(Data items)
------------------------------------

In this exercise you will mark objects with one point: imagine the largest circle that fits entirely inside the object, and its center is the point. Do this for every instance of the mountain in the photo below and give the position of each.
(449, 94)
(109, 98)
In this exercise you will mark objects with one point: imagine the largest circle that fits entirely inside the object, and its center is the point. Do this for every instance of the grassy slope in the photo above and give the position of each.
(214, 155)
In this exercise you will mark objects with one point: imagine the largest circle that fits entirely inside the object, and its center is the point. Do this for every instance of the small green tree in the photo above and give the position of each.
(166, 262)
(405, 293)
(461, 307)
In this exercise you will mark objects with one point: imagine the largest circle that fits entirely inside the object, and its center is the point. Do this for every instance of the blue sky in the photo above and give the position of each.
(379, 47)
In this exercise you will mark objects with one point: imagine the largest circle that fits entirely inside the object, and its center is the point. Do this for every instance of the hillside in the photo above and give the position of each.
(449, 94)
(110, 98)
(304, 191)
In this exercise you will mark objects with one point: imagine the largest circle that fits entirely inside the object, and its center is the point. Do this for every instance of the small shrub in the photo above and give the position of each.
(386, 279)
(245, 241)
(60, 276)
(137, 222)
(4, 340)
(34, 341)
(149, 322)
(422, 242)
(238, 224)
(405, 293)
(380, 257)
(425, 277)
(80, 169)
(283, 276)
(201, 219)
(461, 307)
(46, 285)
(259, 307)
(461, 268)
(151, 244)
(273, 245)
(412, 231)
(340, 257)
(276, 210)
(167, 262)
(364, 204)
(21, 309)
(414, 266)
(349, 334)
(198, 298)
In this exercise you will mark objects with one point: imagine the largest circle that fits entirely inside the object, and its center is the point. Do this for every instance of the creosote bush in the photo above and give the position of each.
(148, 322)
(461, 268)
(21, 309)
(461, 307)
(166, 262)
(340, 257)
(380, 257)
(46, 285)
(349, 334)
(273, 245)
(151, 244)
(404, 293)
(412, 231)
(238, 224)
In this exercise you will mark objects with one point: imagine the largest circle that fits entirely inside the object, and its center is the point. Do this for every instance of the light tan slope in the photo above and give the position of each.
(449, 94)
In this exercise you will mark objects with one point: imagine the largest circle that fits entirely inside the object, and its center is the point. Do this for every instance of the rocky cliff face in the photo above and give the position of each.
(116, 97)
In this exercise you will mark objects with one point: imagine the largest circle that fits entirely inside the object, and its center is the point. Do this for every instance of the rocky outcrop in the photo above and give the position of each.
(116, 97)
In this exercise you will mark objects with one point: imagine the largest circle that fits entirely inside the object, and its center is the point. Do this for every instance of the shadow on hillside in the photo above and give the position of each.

------------------------------------

▶ [Exercise]:
Produce exactly the lines from the one containing "of the creosote" through the final line of the records above, both included, and no others.

▶ [Exercise result]:
In this exercise you will mark objects with one point: imagine the largest circle that fits entirely inside the object, and its center is the point. Do this for every instance of the creosote bush in the photo above and give the position of each.
(148, 322)
(461, 268)
(21, 309)
(461, 307)
(166, 262)
(340, 257)
(380, 257)
(46, 285)
(349, 334)
(273, 245)
(151, 244)
(404, 293)
(412, 231)
(238, 224)
In this exercise you will mark objects with one point: imagine the largest circle that fits entirely inside the object, and its center is the point. Do this for every instance of the light tan slope in the photo above and give the position of each.
(449, 94)
In this exercise you will mark objects with one point: imagine the largest circle that fits entirely inside the object, and its center is the point. Do this for every instance of the rocky cliff face in the photo above and give the position of each.
(116, 97)
In this exercise you will mark objects with one point: imagine the largest circle that fits entirely inside the object, and its center is the point. Do this for every instance of the rocky outcrop in the photo above and give the position of each.
(116, 97)
In this exercise you will mark objects with one point: imagine the largest circle that fits entirely inside the object, and its center is the point. Do this for every instance of the shadow on hillside in the photo above and give the position of each.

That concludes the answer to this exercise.